● TASK TO CARRY OUT:
How many lines in the data below contain the word "that"? Reply with the number alone.

● ITEMS:
━━━

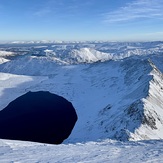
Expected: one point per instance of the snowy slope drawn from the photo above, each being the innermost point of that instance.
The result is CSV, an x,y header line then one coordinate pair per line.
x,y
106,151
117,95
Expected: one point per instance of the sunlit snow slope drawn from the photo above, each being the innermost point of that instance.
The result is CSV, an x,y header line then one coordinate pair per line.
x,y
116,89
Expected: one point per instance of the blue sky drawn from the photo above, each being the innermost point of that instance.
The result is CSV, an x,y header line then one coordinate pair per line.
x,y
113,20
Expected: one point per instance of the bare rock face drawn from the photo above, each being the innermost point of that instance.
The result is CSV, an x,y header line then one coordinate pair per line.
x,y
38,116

━━━

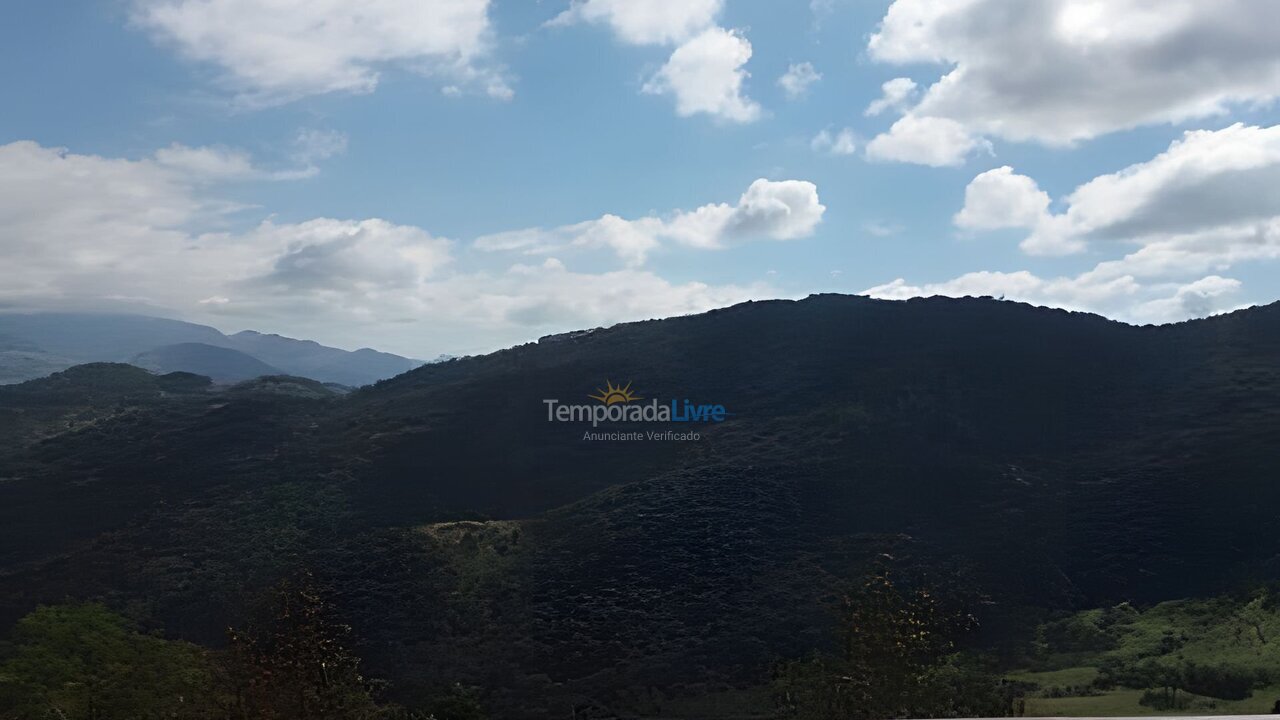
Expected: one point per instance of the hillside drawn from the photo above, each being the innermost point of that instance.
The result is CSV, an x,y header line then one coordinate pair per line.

━━━

● WRITTEN SOLUTION:
5